_What the task requires:_ Please rewrite the stretch of the Red Cross crypto article from "The charity organization" through "toward the project.", swapping "defibrillator" for "ventilator".

_Passage shown:_
BEGIN

The Italian Red Cross is now seeking Bitcoin (BTC) donations to purchase emerging medical equipment after its first-crypto initiative surpassed its goal within three days.
On March 12, Italy’s Red Cross launched a BTC fundraising campaign to purchase an advanced medical post for pre-triaging coronavirus cases.
Red Cross crypto fundraiser surpasses target in three days
Just three days later, the Red Cross announced that its goal of around $10,710 (€10,000) had been reached and that it had begun purchasing the materials needed to deploy the pre-triage facility. After reaching its first goal so quickly, the Red Cross has continued to continue its Bitcoin fundraising campaign.
The charity organization has now set a goal of almost $26,000 to purchase equipment for emergency operations, such as a defibrillator with a vital signs monitor. As of the time of writing, the new campaign has raised 75.7% of its target from 55 donations. The Red Cross has deployed nearly $20,000 so far. The Dutch Red Cross is also accepts BTC donations
Crypto community joins fight against coronavirus
The cryptocurrency community has launched and supported many initiatives that assist global efforts to fight the coronavirus. Folding@Home, a platform that diverts donated computational power toward medical research, has seen support from many crypto projects, including Tezos — who organized a pool of several hundred XTZ for the largest F@H contributor at the end of the month, and CoreWeave — who have diverted 6,000 GPUs previously used to mine Ethereum (ETH) toward the project.
On March 14, the Ethereum-based development crowdfunding platform Gitcoin announced it had pledged at least $50,000 in grant funding toward public health initiatives contributing to battling COVID-19. The platform hopes to secure at least $100,000 to fund grants.
Beware of crypto-based COVID-19 scams
Many opportunistic scammers have sought to capitalize on the widespread coronavirus panic while utilizing cryptocurrencies to obfuscate their tracks. On March 19, cybersecurity researcher Chester Wisniewski reported that scammers have been impersonating the World Health Organization (WHO) to solicit Bitcoin donations via email.
On March 13, cyber threat researchers Domaintools identified that the website coronaviruapp.site infects users’ devices with coronavirus-themed malware under the guise of providing a thermal map illustrating the spread of COVID-19.

END

_The data:_
BEGIN

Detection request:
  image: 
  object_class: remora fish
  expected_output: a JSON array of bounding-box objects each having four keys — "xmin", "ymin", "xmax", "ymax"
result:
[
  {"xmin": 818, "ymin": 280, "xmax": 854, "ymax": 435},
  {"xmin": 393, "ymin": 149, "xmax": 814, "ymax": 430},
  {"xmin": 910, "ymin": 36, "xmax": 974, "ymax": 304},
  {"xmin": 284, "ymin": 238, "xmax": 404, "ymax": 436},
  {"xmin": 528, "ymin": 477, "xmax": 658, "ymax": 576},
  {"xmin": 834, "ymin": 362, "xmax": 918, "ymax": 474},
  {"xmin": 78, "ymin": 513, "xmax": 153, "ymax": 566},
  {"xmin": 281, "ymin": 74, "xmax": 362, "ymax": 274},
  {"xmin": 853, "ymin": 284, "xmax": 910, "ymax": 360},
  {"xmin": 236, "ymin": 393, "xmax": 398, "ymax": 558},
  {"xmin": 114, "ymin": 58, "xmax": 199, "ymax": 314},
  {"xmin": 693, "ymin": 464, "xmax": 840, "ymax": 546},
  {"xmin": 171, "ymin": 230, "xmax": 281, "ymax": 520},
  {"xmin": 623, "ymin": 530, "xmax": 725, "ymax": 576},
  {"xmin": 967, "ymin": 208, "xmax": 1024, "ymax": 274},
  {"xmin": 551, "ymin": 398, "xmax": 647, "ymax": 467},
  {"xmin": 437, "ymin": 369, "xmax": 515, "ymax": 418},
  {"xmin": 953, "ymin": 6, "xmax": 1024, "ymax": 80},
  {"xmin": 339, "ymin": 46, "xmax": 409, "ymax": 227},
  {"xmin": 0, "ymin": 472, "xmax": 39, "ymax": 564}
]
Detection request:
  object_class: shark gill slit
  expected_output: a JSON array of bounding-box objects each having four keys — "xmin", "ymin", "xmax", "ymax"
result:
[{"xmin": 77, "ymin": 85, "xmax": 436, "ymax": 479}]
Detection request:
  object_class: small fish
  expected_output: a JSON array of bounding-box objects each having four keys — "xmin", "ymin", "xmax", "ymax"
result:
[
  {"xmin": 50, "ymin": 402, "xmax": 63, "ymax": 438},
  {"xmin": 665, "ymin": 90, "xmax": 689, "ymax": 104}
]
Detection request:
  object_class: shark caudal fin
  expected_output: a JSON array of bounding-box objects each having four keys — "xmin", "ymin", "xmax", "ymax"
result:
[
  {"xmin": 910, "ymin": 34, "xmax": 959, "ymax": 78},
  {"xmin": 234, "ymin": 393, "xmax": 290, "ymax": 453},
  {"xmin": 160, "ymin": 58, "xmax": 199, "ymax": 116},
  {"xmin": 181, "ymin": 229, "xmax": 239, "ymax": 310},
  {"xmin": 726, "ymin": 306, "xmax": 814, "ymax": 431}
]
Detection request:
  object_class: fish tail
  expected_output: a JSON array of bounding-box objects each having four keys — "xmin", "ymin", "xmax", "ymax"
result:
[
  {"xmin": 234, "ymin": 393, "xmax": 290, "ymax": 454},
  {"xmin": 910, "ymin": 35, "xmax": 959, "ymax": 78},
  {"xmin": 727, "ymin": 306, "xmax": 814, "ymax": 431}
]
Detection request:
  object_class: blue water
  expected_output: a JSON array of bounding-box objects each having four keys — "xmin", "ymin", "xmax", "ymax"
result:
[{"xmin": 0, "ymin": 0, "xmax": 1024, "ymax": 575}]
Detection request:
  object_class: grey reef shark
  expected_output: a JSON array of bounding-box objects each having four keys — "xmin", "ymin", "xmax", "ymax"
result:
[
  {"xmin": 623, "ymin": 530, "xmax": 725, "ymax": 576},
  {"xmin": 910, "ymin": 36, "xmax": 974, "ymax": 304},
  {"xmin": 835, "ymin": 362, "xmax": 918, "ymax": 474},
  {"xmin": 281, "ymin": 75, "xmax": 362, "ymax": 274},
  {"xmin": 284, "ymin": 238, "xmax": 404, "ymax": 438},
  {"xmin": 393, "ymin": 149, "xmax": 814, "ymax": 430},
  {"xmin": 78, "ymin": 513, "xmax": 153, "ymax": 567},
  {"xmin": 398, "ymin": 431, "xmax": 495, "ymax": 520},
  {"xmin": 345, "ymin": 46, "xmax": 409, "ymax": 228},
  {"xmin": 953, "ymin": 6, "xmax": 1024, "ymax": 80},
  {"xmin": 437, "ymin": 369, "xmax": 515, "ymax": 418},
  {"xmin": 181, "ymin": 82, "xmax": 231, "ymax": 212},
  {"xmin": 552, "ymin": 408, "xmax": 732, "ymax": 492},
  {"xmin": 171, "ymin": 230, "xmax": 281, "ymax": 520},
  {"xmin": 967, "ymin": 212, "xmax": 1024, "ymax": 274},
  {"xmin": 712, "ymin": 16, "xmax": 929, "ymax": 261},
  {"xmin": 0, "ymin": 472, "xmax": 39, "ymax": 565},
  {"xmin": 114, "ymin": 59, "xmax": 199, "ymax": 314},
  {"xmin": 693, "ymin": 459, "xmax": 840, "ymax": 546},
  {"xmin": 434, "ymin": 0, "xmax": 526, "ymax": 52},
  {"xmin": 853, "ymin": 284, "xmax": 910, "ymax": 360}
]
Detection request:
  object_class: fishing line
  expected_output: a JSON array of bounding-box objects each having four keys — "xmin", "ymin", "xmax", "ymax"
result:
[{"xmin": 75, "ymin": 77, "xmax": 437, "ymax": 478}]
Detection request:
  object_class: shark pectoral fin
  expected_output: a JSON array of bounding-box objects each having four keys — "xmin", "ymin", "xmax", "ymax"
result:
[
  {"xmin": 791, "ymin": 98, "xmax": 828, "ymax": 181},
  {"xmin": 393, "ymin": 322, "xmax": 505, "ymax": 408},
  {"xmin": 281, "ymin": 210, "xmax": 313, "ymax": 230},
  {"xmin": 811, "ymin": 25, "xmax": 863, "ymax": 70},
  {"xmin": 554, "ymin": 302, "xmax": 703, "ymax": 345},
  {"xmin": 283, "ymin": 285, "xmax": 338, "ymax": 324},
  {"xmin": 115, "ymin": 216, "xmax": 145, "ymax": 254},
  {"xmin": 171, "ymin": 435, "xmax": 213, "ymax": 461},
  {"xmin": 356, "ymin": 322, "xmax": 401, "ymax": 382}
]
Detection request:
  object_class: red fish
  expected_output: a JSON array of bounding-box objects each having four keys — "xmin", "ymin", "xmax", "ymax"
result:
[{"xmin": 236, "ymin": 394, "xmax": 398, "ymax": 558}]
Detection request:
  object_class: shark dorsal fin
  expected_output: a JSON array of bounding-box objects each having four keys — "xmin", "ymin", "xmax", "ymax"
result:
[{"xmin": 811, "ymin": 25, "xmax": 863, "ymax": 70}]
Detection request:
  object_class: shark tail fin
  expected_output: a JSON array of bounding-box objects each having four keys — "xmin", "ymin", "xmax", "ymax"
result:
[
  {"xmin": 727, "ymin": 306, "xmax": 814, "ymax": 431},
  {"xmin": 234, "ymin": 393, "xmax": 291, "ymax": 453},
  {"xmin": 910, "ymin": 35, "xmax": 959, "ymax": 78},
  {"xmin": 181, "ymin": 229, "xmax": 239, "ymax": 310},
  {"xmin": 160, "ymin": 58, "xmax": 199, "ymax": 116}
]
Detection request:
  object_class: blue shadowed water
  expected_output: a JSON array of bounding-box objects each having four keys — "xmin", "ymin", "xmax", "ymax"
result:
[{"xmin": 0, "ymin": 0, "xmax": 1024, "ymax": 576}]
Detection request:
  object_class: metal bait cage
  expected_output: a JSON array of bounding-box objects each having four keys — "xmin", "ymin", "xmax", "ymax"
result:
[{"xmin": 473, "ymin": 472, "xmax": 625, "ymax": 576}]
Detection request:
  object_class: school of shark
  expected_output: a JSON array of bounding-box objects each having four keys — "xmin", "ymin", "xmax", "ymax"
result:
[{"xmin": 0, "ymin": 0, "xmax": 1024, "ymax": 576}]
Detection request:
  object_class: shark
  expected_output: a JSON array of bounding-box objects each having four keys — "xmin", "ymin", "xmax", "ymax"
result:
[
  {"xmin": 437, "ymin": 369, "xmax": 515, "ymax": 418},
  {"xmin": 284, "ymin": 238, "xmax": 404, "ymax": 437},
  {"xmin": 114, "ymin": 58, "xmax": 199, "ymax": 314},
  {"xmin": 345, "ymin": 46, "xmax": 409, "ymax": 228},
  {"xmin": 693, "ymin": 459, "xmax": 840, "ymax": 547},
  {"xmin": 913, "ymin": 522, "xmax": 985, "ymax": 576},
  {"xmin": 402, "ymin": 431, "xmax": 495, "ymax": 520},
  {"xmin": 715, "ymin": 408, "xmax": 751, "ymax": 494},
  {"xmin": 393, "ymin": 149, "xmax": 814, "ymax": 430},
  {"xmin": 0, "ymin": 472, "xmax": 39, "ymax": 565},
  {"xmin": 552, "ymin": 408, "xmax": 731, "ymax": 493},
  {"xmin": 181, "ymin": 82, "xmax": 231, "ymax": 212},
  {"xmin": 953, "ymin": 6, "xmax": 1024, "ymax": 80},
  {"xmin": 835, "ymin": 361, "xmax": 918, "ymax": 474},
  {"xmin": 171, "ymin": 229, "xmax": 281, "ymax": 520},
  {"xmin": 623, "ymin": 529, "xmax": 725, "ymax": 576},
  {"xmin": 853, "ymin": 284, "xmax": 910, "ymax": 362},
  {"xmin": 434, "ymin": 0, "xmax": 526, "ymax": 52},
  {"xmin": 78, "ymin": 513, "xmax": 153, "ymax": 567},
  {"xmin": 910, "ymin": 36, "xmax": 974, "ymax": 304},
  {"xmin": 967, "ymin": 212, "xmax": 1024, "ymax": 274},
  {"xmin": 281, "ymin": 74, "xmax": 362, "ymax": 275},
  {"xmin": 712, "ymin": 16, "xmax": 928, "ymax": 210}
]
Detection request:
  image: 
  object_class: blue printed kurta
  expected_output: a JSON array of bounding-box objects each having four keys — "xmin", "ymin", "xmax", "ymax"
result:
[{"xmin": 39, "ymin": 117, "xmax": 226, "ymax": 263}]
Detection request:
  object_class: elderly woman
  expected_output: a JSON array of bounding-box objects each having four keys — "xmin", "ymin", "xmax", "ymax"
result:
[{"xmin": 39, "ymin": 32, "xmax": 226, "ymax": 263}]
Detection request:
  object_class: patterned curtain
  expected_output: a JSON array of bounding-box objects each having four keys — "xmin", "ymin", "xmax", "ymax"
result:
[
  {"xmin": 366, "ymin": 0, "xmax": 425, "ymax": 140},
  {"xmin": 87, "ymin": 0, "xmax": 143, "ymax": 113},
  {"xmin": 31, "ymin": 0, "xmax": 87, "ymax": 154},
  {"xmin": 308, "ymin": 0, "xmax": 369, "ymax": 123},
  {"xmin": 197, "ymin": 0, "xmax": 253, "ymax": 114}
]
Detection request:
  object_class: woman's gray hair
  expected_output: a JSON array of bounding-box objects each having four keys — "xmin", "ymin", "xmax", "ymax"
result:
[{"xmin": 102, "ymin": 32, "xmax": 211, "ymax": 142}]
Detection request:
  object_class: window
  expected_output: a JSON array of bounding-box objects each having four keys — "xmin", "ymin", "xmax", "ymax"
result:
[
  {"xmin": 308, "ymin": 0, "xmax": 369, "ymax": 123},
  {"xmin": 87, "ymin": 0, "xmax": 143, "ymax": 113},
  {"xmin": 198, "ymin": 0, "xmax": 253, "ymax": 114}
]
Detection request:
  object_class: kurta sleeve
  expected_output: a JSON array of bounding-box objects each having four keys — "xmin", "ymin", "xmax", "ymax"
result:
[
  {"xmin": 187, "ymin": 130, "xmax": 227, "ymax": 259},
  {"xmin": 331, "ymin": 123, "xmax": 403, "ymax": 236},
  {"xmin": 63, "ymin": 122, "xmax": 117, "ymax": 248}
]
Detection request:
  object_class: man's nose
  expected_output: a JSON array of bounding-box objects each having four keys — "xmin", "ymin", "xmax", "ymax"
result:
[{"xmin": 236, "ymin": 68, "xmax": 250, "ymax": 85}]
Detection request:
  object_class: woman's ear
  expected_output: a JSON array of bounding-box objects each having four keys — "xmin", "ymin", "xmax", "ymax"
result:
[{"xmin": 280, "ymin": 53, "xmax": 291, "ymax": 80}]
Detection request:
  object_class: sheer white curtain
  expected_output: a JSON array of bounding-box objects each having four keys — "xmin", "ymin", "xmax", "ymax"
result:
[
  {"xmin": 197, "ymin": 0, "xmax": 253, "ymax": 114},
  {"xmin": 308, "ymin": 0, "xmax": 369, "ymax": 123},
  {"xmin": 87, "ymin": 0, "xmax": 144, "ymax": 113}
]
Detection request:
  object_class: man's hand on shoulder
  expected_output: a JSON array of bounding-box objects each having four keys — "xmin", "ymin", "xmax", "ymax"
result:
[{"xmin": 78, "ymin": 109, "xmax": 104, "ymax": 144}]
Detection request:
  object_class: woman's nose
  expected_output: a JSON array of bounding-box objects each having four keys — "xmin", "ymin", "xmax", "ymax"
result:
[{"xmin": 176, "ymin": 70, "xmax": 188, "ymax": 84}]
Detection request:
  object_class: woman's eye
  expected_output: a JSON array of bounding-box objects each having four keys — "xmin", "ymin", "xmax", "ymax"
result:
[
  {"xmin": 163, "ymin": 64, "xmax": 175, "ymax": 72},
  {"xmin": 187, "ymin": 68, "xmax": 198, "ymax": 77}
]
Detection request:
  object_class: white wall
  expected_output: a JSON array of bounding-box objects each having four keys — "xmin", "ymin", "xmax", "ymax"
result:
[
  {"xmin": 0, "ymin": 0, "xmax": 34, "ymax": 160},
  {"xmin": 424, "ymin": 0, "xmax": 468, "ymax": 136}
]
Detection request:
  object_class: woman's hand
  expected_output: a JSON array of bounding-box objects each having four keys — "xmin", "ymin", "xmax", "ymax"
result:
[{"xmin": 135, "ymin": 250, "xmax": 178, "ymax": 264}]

END

_Completed task:_
The charity organization has now set a goal of almost $26,000 to purchase equipment for emergency operations, such as a ventilator with a vital signs monitor. As of the time of writing, the new campaign has raised 75.7% of its target from 55 donations. The Red Cross has deployed nearly $20,000 so far. The Dutch Red Cross is also accepts BTC donations
Crypto community joins fight against coronavirus
The cryptocurrency community has launched and supported many initiatives that assist global efforts to fight the coronavirus. Folding@Home, a platform that diverts donated computational power toward medical research, has seen support from many crypto projects, including Tezos — who organized a pool of several hundred XTZ for the largest F@H contributor at the end of the month, and CoreWeave — who have diverted 6,000 GPUs previously used to mine Ethereum (ETH) toward the project.